#### Records excerpted from a collection:

========

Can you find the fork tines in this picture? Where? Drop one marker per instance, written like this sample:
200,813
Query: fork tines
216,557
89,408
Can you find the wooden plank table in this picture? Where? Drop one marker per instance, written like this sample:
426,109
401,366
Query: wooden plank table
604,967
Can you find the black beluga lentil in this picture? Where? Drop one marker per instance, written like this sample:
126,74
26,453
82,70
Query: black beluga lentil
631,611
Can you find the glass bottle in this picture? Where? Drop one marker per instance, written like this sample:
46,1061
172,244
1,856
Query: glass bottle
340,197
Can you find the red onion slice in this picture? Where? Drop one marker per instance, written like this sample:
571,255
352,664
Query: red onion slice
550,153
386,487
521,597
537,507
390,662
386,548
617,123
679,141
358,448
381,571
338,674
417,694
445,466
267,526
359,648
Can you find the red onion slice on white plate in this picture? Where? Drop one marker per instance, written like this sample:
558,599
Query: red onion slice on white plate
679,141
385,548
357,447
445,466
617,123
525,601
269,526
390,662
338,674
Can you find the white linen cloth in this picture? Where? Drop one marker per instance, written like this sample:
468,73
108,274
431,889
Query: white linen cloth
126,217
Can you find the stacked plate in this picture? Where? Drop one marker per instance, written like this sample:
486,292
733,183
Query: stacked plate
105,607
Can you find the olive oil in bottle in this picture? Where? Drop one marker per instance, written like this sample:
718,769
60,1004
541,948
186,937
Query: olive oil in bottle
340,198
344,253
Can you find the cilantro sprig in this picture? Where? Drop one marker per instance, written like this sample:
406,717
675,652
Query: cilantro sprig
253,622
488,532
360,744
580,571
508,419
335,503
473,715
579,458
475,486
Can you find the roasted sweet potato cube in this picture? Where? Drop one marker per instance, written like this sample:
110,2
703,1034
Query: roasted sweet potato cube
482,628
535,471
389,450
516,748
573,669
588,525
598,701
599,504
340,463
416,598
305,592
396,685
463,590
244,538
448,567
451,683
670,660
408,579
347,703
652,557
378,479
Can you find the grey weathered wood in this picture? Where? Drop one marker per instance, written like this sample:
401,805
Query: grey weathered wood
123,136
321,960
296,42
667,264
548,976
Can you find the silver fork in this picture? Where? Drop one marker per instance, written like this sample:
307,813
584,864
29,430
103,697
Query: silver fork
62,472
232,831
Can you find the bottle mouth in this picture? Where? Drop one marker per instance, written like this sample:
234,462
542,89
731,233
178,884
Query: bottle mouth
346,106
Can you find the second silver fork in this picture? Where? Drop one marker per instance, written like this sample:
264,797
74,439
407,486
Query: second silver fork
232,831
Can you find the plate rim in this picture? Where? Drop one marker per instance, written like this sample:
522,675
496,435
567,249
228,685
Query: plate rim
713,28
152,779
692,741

========

#### Brief:
Every entry, from the first line to the last, should be retyped exactly.

#### Your solution:
Can you find the fork tines in this picture? Where? Drop one marker per instance, written like this sample:
200,813
Query: fork tines
216,557
89,408
Can you find the wooden plank table in this picture? Where? Drop one marker per instance, written like this sample:
426,109
401,366
Query: wooden plank table
604,967
Can you find the black beluga lentil in this picture? Where? Drop one marker per instance, written like this sample:
126,74
26,453
82,70
Query: black beluga lentil
631,611
Can you find the glass bottle in this picture? Where? Drop one marker per instance, written like this sample:
46,1061
172,244
1,856
Query: glass bottle
340,197
Can you find the red onion slice in this picture? Where? Drop one marker per instance, written like this sample:
571,255
352,664
Query: red onion slice
550,153
386,487
521,597
537,507
390,662
386,548
617,123
679,141
358,448
381,571
338,674
417,694
445,466
267,526
359,648
Can you find the red onion slice on white plate in this picture? Where? Drop one marker per instance, written like this sample:
558,599
Query: red onion slice on white plate
679,141
385,548
357,447
445,466
617,123
525,601
269,526
390,662
338,674
Can you find the white linen cloth in this picture? Where? Drop one marker per instance, written like this sample:
468,73
108,274
431,889
Query: white linen cloth
126,217
Can you find the stacked plate in this picture? Where? Drop one marker per instance, written like this sample:
486,292
733,183
Query: stacked plate
105,607
Can you find the olive oil in bottle in this picture? Where? Drop one marker per instance, written like this sample:
718,769
60,1004
541,948
186,937
Query: olive oil in bottle
340,198
344,253
Can you find the cilantro sprig in this picture? Where? Drop one marker per instance, written like this sample:
406,717
675,652
Query: cilantro sprig
253,622
488,532
360,744
580,571
508,419
335,503
473,715
579,458
475,486
Can you find the roasted sweet potato cube in this picture? Where? Drop one marker per instance, written like this sample:
110,2
703,1034
Query: roasted sweet potato cube
482,628
535,471
389,450
516,748
573,669
588,525
598,701
599,504
340,463
416,598
305,592
396,685
463,590
244,538
448,567
451,683
670,660
408,579
347,703
652,557
378,479
Can you find the grey weathered wood in this picture? Where? Drop one marker per instance, written like this sample:
401,805
Query: grey weathered wood
123,136
321,960
296,42
667,264
548,976
Can you find the silver fork in this picture? Where? Drop one marker per instance, written like this sample:
307,813
584,864
29,430
103,697
Query: silver fork
62,472
232,831
Can you find the bottle mouth in this picture? Where? Drop one marker per instance, written like this sample:
234,462
542,89
731,233
178,884
Query: bottle mouth
346,106
Can you find the second silver fork in this picture? Where? Drop one marker per instance, written like this sample:
264,797
74,439
407,486
Query: second silver fork
232,831
Can you find the plate rim in this picture? Where? Drop one marker per instance, written like this sample:
522,675
496,435
567,249
228,685
Query: plate rim
713,28
152,779
692,741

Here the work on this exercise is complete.